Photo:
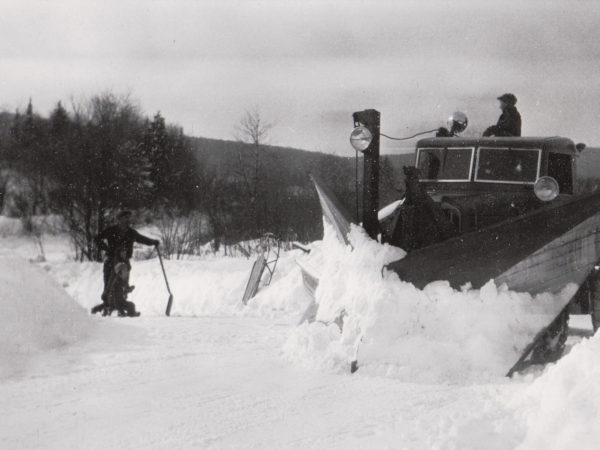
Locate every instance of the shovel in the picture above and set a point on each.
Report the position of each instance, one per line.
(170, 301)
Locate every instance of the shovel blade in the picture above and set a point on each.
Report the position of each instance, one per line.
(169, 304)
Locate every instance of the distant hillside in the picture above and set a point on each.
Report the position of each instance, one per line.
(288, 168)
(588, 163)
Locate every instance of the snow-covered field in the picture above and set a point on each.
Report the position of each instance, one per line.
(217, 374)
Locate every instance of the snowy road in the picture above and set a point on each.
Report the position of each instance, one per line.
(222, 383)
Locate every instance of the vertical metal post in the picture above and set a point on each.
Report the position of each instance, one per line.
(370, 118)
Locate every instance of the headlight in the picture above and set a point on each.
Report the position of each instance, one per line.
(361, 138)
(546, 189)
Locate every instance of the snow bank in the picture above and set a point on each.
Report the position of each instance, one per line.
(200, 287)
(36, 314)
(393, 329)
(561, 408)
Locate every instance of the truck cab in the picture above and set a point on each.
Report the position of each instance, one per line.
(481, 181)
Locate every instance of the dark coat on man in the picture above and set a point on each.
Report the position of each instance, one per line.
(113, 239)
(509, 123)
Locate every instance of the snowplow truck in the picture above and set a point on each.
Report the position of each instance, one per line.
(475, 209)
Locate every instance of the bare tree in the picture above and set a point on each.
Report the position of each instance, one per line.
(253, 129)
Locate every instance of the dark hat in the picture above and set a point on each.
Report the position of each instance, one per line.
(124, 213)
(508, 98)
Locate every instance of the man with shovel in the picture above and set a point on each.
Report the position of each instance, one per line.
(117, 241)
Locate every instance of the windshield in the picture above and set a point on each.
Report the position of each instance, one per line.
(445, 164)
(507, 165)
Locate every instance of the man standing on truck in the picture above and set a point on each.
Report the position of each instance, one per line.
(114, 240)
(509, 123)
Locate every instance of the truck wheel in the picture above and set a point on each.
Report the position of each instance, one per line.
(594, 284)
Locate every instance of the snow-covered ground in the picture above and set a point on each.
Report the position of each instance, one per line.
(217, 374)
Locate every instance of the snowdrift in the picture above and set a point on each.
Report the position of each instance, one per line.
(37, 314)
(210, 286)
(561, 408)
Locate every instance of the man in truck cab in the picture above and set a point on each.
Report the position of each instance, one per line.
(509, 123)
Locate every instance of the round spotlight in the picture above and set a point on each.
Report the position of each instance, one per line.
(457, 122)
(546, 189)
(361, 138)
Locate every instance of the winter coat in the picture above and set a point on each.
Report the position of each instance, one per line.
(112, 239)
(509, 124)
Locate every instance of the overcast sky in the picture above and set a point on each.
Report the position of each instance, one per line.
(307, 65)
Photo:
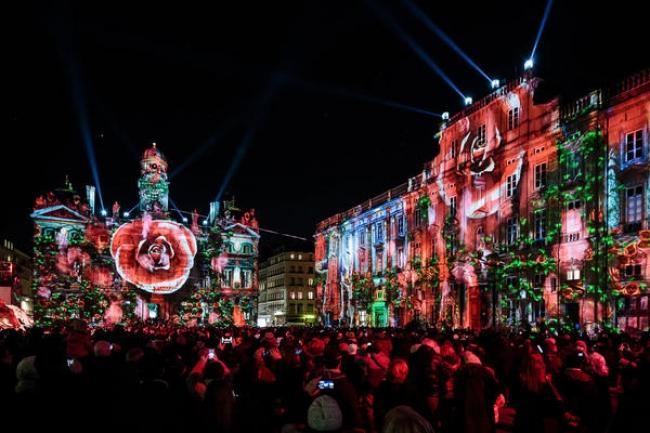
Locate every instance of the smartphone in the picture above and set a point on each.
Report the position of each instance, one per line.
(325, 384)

________________________

## Task objective
Among the entries above, copy exactly the stretch from the line holding "Locate every instance of the round" through the line holding "Locate every instance of the smartphone", leaving out any pictures.

## Problem solution
Locate every instance of the round spotlight in the picture above and set a point on each.
Report the position of each instance, one per line.
(457, 122)
(546, 189)
(361, 138)
Locate every instance of the winter coat in the picture above and set a point on each.
Report the position of each instance, one per line.
(112, 239)
(509, 124)
Locate every instance of the overcast sky in the picture above and set a point on each.
Report the position of each instance, one per line.
(307, 65)
Photo:
Locate every instance of the smartphone in the picture above and set a point on each.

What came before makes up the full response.